Hixson Museum of Flght Photo by Lesha Patterson
Nestled between the Middle Valley Recreation Center and Dallas Bay Skypark is a spectacle much more Huntsville than Hixson. Past the cheering ball fields of kids chomping on Dubble Bubble, you’ll find a small, baby blue building with a tacked-on sign that reads “Hixson Flight Museum.” Step inside and you’ll step back in time.
Walk the narrow path to the open doors and open arms of the volunteers and supporters that keep the museum in order. To your left you’ll see eerie pictures of passengers flying above Hixson during last year’s tumultuous tornado. To your right you’ll see rockets perched appropriately next to rocket launchers. Like any good museum, merchandise is centrally located as you walk through the entryway.
On any given day, you’ll find a handful of volunteers, both men and women, swapping stories and working at the museum. I was greeted by Brent “Poncho” Wade on my visit, and he was kind enough to give me an extensive tour with full commentary on each aircraft, which I appreciated both for the information and sincere interest he has for aviation. While at the museum, Wade goes by Poncho, a nickname he was given by other volunteers. After so many hours of service, volunteers go through a kangaroo-court ceremony and receive a quirky nickname. I also met director of operations Jody “Nutty Buddy” Whitmire.

#### Data below:
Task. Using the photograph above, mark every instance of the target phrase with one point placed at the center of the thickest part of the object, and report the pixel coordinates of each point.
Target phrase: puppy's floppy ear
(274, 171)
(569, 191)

#### What to do:
1/ Answer these questions from the article on the Hixson flight museum, one answer per line.
(a) What color is the museum building?
(b) What do the pictures on the left of the path to the doors show?
(c) What position does Jody Whitmire hold?
2/ Decide whether each statement agrees with the article on the Hixson flight museum. Answer yes or no, and quote the words that settle it.
(a) The museum sits between the Middle Valley Recreation Center and Dallas Bay Skypark.
(b) Volunteers pick their own nicknames.
(c) The merchandise is at the back of the museum.
3/ Write the next part of the article on the Hixson flight museum, continuing after its last sentence.

#### Answers by item:
1/
(a) Baby blue.
(b) Passengers flying above Hixson during last year's tornado.
(c) Director of operations.

2/
(a) Yes: "Nestled between the Middle Valley Recreation Center and Dallas Bay Skypark is a spectacle much more Huntsville than Hixson."
(b) No: "Wade goes by Poncho, a nickname he was given by other volunteers."
(c) No: "merchandise is centrally located as you walk through the entryway."

3/
“If you stick around, we’ll put a wrench in your hand,” said Whitmire. He emphasized that this is a working and flying museum, where volunteers keep maintenance on the aircraft and fly them to retain their order.
Aside from the entry room, the museum has two additional spaces that really take flight. Past the entry is the carefully restored hangar where all of the aircraft are stored, restored and showcased. The Ready Room next door is full of unique aviation memorabilia such as captain chairs, flight suits from the Korean War, and Russian clocks taken from submarines. Whether or not you lived through the Cold War era the museum documents, it’s easy to appreciate the features of the museum for the aviation and history itself. What I learned while at the museum was what an unexpected variety of military aircraft have been collected and transported to this tiny Hixson hangar.
Housed at the museum are two military aircraft, the Alpha and Bravo models of the North American T-28 “Trojan,” which was designed for pilot training. The Alpha was used by the Air Force and the Bravo was the Navy’s version, but both have combat history. Also stationed nearby is a Piper Cub, a general civilian flying plane that was also used by the military, and the L4 Grasshopper, used for sleek observation. A Soviet MiG 17 was used by the Polish Air Force and, once restored, will be the only static display at the museum. The Taylorcraft, made in 1946, is similar to the Cub, but uses a wheel instead of a stick for steering.
Although bound by limited space, the museum has not yet reached its maximum growth. “We’re on the Naval surplus list for a static display,” said Whitmire. Founder of the museum, Pete O’Hare, hopes to get more aircraft on display, and continue efforts of reaching out to the community, gathering more volunteers, expanding awareness and supporting the Children’s Hospital at Erlanger. The collection currently on working display at the museum is comprised of personal planes of the museum’s founders and supporters. “It’s important we have something physical so that visitors can be in touch with aviation in terms of arts and science,” O’Hare said.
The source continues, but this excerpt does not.